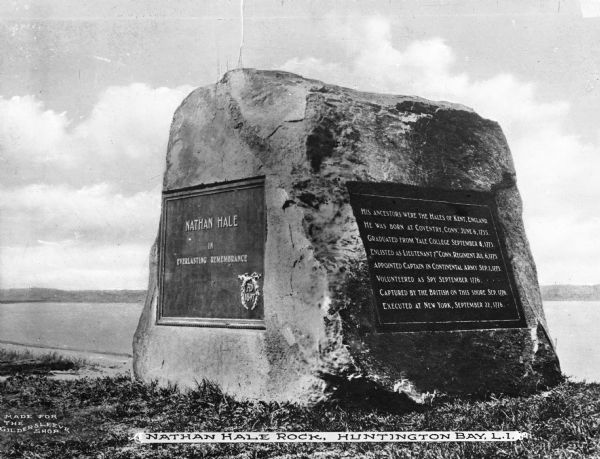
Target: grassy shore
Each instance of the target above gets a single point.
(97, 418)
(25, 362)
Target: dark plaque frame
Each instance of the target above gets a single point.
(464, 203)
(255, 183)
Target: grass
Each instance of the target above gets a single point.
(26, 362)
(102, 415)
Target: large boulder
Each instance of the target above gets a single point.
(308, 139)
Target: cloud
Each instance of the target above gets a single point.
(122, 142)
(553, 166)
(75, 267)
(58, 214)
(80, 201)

──────────

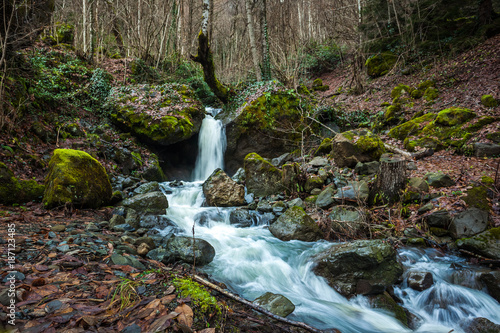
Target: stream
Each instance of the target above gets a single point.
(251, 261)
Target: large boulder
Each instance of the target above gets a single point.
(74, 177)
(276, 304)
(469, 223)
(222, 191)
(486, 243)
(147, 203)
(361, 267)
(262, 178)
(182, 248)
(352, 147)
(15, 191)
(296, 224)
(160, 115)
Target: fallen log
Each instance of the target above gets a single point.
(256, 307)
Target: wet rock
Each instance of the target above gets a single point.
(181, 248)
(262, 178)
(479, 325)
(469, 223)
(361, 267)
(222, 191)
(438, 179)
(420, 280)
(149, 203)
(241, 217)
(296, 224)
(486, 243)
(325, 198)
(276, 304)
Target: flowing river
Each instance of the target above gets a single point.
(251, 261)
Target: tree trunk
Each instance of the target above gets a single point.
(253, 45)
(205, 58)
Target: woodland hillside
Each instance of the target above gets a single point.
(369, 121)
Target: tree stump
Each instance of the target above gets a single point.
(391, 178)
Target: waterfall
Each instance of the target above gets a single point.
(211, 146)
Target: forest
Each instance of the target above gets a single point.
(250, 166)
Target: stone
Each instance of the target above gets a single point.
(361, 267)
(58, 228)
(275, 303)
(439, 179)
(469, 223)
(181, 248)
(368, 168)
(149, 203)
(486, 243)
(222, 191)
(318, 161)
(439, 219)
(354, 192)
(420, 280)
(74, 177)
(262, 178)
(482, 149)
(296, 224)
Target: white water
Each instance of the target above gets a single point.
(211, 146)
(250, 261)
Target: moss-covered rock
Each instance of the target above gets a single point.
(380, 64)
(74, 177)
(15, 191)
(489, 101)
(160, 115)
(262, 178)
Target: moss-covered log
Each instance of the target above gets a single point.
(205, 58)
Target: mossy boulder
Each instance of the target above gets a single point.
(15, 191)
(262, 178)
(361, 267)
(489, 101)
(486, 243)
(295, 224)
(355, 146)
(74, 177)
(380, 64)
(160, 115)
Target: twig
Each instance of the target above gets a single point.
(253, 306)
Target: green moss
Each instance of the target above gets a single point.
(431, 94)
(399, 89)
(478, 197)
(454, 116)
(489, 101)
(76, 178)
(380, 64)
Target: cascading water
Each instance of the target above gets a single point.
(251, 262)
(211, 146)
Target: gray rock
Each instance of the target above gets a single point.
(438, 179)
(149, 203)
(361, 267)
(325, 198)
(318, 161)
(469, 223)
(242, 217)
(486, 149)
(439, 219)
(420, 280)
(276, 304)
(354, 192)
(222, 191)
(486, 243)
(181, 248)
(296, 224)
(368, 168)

──────────

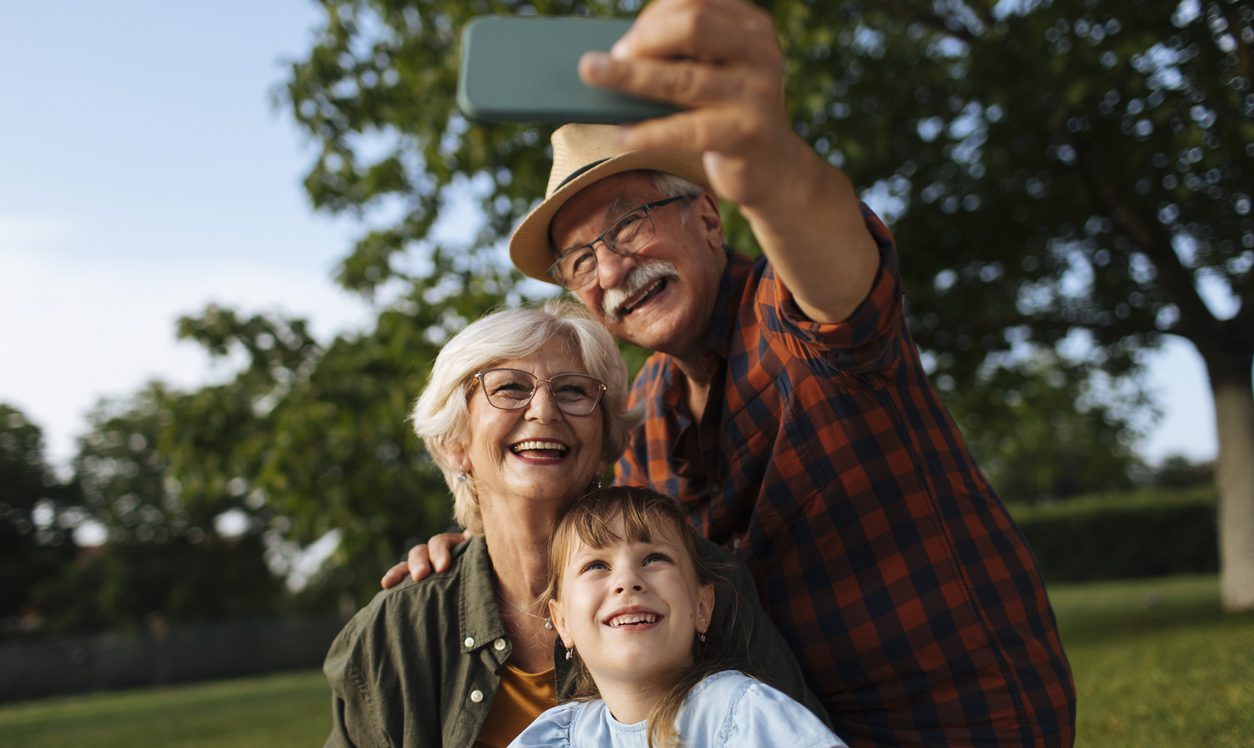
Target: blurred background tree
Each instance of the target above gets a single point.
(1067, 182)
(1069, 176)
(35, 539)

──────────

__Task brief__.
Gather every row above that contains the word "tree" and copy each of them out.

__Right answer__.
Target: tree trunk
Target: tree stump
Target: blurred background tree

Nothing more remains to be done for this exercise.